= Exercise data =

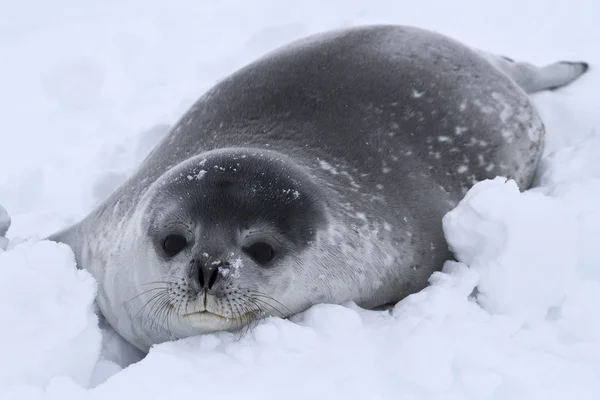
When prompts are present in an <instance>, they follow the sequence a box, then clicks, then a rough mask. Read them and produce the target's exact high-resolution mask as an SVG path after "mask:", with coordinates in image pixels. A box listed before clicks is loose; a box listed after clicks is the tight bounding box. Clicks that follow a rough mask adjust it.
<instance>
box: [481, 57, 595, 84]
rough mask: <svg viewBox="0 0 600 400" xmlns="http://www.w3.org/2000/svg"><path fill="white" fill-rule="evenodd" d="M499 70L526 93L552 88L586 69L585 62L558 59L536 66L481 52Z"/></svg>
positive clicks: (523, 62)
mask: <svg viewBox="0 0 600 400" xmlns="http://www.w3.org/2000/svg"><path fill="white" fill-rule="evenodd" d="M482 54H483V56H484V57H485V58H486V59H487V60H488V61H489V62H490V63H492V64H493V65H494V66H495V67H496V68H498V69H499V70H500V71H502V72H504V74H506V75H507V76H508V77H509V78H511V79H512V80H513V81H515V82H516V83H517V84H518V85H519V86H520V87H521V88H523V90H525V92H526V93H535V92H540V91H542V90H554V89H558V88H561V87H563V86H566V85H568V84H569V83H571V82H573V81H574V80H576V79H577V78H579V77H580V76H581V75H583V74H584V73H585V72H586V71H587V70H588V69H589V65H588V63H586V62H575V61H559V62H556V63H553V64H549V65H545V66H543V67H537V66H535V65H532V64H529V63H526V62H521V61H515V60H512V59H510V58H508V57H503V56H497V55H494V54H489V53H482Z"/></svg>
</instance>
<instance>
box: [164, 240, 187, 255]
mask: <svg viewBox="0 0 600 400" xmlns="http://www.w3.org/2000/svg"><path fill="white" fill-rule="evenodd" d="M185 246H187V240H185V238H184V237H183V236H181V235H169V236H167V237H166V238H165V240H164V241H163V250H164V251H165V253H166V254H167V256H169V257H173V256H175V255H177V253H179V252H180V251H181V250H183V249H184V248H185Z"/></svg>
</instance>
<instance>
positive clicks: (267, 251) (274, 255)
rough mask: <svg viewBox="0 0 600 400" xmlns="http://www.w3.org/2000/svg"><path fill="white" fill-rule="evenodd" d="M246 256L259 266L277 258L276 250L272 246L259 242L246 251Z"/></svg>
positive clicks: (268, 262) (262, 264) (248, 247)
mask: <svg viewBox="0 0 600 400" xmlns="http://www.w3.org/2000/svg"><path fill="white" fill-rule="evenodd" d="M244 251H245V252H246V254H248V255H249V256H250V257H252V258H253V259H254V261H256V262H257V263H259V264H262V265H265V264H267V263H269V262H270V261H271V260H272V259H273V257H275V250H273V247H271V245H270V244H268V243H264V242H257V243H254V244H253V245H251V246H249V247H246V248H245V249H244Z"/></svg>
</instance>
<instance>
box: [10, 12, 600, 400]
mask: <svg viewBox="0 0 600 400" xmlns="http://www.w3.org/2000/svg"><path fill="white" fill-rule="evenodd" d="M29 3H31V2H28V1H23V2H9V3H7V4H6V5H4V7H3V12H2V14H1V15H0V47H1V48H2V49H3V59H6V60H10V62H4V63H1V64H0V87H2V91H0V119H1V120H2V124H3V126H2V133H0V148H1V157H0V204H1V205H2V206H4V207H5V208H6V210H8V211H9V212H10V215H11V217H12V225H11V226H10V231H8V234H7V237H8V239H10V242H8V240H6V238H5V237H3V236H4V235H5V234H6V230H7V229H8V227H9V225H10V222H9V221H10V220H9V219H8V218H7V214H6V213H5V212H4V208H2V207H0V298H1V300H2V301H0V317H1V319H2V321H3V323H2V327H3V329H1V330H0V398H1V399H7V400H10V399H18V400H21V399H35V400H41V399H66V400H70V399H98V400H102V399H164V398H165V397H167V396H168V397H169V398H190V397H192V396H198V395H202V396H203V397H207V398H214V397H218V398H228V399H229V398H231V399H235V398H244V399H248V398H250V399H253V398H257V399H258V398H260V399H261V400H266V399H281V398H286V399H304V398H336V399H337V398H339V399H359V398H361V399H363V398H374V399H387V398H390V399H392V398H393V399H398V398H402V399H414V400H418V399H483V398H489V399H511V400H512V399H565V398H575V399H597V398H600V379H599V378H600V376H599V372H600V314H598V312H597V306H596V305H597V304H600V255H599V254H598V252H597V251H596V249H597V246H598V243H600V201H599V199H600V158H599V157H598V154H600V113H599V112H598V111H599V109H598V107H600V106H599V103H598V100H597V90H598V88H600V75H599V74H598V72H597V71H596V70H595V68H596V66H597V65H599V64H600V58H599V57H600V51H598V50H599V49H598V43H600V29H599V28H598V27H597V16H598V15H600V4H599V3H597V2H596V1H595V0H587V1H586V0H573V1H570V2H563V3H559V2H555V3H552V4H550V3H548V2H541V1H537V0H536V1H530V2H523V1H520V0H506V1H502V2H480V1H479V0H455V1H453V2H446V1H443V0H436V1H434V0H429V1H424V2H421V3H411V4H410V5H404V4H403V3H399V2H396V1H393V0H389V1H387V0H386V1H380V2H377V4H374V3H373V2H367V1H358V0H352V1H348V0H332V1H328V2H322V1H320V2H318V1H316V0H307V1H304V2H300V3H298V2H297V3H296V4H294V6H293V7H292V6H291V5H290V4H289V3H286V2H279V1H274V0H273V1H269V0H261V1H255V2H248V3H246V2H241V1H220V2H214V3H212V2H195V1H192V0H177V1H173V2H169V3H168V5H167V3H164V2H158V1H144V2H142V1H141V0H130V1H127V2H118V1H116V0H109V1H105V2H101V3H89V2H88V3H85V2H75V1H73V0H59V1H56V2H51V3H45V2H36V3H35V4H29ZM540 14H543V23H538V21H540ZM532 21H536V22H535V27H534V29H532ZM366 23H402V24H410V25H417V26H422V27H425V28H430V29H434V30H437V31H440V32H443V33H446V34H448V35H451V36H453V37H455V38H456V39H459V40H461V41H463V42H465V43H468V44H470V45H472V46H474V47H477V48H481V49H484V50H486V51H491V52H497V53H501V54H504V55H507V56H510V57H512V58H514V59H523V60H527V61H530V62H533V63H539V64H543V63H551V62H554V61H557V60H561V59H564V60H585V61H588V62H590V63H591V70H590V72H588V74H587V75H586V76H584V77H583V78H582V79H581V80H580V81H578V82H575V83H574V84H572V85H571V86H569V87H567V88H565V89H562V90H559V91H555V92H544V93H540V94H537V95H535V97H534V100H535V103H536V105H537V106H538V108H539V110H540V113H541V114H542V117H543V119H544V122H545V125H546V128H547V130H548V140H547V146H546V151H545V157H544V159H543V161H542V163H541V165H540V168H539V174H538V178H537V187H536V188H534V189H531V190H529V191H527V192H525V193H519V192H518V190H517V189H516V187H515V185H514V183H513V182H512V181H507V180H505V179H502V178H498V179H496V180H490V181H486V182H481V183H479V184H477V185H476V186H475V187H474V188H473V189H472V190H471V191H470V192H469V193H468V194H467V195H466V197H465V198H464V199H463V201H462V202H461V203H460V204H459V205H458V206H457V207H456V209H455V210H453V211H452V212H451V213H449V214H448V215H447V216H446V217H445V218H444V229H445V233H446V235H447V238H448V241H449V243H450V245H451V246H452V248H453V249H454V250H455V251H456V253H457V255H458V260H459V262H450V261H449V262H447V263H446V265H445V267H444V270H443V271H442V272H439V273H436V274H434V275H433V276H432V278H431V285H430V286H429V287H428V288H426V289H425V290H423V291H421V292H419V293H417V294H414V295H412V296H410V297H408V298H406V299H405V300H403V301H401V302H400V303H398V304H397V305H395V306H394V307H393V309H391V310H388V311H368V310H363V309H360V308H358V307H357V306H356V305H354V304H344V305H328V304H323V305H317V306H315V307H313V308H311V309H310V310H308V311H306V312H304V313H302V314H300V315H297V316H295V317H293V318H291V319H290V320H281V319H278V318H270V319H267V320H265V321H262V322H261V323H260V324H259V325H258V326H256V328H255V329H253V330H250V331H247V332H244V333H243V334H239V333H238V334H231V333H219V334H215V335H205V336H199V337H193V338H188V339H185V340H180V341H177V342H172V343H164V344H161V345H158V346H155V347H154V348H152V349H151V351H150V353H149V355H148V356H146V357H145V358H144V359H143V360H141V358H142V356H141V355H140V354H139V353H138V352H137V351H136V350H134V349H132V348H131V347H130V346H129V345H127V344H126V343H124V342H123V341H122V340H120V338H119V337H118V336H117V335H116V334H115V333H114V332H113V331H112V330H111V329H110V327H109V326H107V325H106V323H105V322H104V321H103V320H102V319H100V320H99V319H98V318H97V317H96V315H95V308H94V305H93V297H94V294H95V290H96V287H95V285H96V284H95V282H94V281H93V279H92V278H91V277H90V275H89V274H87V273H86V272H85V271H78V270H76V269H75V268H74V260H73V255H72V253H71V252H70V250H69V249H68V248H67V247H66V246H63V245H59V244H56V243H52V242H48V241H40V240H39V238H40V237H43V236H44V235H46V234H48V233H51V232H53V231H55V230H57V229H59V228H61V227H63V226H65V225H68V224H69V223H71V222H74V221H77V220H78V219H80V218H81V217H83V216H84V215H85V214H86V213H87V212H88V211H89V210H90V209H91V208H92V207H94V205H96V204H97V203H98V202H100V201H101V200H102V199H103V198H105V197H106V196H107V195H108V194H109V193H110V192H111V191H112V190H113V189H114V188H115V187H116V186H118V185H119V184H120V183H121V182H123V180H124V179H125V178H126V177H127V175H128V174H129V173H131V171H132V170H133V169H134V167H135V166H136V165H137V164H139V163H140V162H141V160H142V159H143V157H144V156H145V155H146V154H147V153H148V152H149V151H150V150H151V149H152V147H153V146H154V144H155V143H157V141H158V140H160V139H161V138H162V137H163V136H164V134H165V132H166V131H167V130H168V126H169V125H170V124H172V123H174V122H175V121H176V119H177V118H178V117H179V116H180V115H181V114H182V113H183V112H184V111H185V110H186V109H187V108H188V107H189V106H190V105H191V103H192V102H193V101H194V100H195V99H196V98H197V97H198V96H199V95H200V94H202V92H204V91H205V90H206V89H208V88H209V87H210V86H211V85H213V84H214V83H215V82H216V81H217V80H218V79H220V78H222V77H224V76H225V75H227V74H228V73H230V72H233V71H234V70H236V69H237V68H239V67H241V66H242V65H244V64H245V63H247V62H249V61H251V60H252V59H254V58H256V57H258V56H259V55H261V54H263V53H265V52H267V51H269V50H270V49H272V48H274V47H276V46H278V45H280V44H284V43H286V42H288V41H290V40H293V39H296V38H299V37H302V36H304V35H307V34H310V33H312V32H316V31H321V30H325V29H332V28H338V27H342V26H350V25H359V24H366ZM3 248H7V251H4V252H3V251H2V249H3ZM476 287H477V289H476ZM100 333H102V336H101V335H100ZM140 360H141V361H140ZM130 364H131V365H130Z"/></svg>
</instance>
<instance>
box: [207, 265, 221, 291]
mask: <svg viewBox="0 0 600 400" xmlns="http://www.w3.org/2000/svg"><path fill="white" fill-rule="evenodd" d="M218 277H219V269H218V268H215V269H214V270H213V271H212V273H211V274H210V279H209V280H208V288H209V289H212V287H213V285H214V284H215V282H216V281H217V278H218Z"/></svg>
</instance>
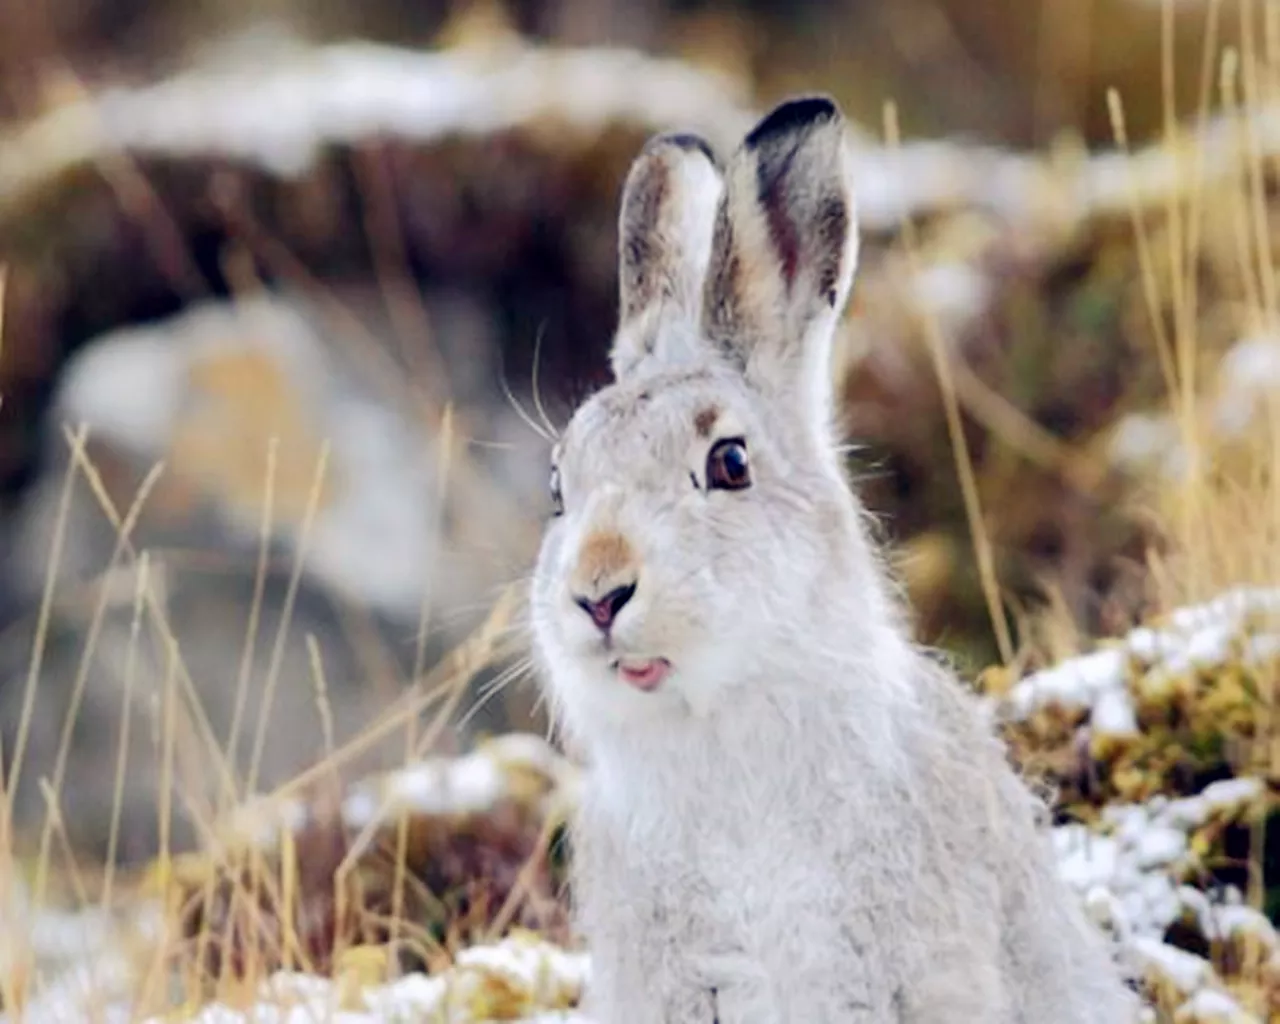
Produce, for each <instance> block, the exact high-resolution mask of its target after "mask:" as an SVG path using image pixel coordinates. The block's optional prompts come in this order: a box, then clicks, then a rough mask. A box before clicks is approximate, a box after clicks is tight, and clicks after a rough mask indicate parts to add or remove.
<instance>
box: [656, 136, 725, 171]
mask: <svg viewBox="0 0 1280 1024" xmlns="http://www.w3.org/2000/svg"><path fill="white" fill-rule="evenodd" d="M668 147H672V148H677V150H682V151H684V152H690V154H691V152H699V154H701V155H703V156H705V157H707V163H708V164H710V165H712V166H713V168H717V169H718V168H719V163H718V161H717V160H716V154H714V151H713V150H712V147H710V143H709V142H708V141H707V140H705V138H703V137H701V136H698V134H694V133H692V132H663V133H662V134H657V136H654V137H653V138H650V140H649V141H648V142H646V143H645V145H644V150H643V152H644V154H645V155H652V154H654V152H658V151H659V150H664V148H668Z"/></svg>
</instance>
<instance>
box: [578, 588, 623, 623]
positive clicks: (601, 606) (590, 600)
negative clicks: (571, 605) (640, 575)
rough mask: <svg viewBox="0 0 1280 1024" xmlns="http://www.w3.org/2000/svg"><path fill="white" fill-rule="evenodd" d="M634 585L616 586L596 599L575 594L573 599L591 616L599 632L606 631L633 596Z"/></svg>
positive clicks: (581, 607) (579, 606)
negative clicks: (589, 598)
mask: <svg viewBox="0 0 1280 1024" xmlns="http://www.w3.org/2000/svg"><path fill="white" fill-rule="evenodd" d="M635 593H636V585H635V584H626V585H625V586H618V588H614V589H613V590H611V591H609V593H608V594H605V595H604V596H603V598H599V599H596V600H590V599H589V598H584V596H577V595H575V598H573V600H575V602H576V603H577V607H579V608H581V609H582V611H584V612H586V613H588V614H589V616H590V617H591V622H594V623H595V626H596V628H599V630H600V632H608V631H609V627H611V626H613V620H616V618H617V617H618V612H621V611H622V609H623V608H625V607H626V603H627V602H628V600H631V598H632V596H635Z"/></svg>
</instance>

= Task statement =
How many lines in this listing contain "coordinates"? Give that number and stop.

= Solution =
2